The book I Can Make You Thin: “This was a present from my ex-fiancé…Need I really continue?”

A book from the school library that a girl shared with her crush for a class project, where  she scratched the secret message “I am in love with you, R. If you feel the same way, meet me at the small lake in the woods on January 13. I’ll be waiting.” He never showed. But months later, during a bar fight, she jumped in to defend him. “While I was in bed for two months, recovering from my injuries, he took off with my best friend.”

An axe that a guy from Berlin used when his girlfriend had an affair with a girl when he went to the US for work, and left him when he got back. “I kicked her out, and she immediately went on vacation with her new girlfriend while her furniture stayed with me. Not knowing what to do with my anger, I finally bought this axe. Every day, over the 14 days of her vacation, I chopped up one piece of her furniture. I kept the remains there, as an expression of my inner condition. The more the room filled with fragments of wood, acquiring the look of my soul, the better I felt. And so the axe was promoted to a therapy instrument.”

There is a set of three voodoo dolls from San Francisco that an artist made from articles of clothing he collected his from lovers and one-night stands. A collection of Brazilian Playboy magazines that an ex in Sao Paolo had promised to come back for but never did.

=== Input data ===
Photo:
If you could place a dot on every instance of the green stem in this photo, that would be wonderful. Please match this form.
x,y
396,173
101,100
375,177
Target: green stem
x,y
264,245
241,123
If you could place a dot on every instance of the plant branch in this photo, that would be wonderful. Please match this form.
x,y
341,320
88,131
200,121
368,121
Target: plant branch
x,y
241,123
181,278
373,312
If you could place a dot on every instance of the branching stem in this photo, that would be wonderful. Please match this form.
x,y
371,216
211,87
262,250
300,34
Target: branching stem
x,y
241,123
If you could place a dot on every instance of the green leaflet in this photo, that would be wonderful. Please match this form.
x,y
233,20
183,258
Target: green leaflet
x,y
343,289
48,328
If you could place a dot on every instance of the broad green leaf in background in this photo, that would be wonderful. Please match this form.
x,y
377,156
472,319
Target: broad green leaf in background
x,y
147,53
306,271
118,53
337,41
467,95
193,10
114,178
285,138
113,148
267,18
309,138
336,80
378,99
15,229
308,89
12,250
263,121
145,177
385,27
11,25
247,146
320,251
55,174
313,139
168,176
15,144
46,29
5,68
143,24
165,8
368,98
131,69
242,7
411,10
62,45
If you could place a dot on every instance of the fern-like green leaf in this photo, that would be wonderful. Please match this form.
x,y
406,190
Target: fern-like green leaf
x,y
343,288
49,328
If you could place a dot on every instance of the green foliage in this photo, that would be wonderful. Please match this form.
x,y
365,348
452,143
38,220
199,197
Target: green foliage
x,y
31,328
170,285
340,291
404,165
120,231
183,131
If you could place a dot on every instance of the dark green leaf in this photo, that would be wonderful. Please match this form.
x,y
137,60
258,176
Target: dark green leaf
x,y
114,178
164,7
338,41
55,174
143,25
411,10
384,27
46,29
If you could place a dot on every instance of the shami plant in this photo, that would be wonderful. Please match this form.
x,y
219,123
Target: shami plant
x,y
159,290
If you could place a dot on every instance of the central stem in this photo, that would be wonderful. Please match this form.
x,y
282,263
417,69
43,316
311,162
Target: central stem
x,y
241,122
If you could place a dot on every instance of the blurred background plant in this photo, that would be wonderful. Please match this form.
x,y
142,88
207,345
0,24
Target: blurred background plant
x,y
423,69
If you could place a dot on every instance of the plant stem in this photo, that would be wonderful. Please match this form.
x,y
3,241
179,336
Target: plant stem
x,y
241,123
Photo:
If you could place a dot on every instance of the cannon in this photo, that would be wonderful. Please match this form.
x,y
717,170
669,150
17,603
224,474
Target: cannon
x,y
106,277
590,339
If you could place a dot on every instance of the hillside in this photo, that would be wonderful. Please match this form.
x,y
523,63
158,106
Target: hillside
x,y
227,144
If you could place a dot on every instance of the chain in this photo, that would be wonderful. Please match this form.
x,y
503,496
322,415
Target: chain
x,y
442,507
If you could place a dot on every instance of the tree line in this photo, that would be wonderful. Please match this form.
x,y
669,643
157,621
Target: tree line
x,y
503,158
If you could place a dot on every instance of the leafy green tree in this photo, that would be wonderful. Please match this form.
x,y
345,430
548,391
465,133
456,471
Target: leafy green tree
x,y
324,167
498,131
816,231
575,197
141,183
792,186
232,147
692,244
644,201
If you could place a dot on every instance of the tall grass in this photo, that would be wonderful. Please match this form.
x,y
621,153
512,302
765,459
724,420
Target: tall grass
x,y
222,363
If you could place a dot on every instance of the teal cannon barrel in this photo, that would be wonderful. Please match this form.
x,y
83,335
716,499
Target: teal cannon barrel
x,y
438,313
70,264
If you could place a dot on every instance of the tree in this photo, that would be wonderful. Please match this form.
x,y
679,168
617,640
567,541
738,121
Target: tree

=== Activity list ===
a: Reproduce the stretch of the text about keepsakes from failed relationships from "An axe that" through "but never did.".
b: Translate this sentence from the text about keepsakes from failed relationships into Spanish: "Every day, over the 14 days of her vacation, I chopped up one piece of her furniture."

=== Answers to the problems ===
a:
An axe that a guy from Berlin used when his girlfriend had an affair with a girl when he went to the US for work, and left him when he got back. “I kicked her out, and she immediately went on vacation with her new girlfriend while her furniture stayed with me. Not knowing what to do with my anger, I finally bought this axe. Every day, over the 14 days of her vacation, I chopped up one piece of her furniture. I kept the remains there, as an expression of my inner condition. The more the room filled with fragments of wood, acquiring the look of my soul, the better I felt. And so the axe was promoted to a therapy instrument.”

There is a set of three voodoo dolls from San Francisco that an artist made from articles of clothing he collected his from lovers and one-night stands. A collection of Brazilian Playboy magazines that an ex in Sao Paolo had promised to come back for but never did.

b: Todos los días, durante los 14 días de sus vacaciones, destrocé a hachazos uno de sus muebles.